• YOUR GOAL:
Every line below must be reproduced exactly. Copy them all.

BEGIN DATA EXTRACT

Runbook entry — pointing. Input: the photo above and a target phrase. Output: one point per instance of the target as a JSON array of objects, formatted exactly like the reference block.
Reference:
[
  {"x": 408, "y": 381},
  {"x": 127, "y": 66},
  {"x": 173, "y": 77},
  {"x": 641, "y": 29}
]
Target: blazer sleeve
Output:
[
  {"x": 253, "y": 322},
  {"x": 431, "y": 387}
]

END DATA EXTRACT

• TASK ANSWER:
Runbook entry — pointing. Input: the photo above and a target phrase. Output: one point per instance of the target as a JSON array of objects, formatted exactly like the reference block.
Reference:
[
  {"x": 408, "y": 381},
  {"x": 127, "y": 66},
  {"x": 173, "y": 77},
  {"x": 641, "y": 29}
]
Target: blazer sleeve
Output:
[
  {"x": 253, "y": 322},
  {"x": 431, "y": 387}
]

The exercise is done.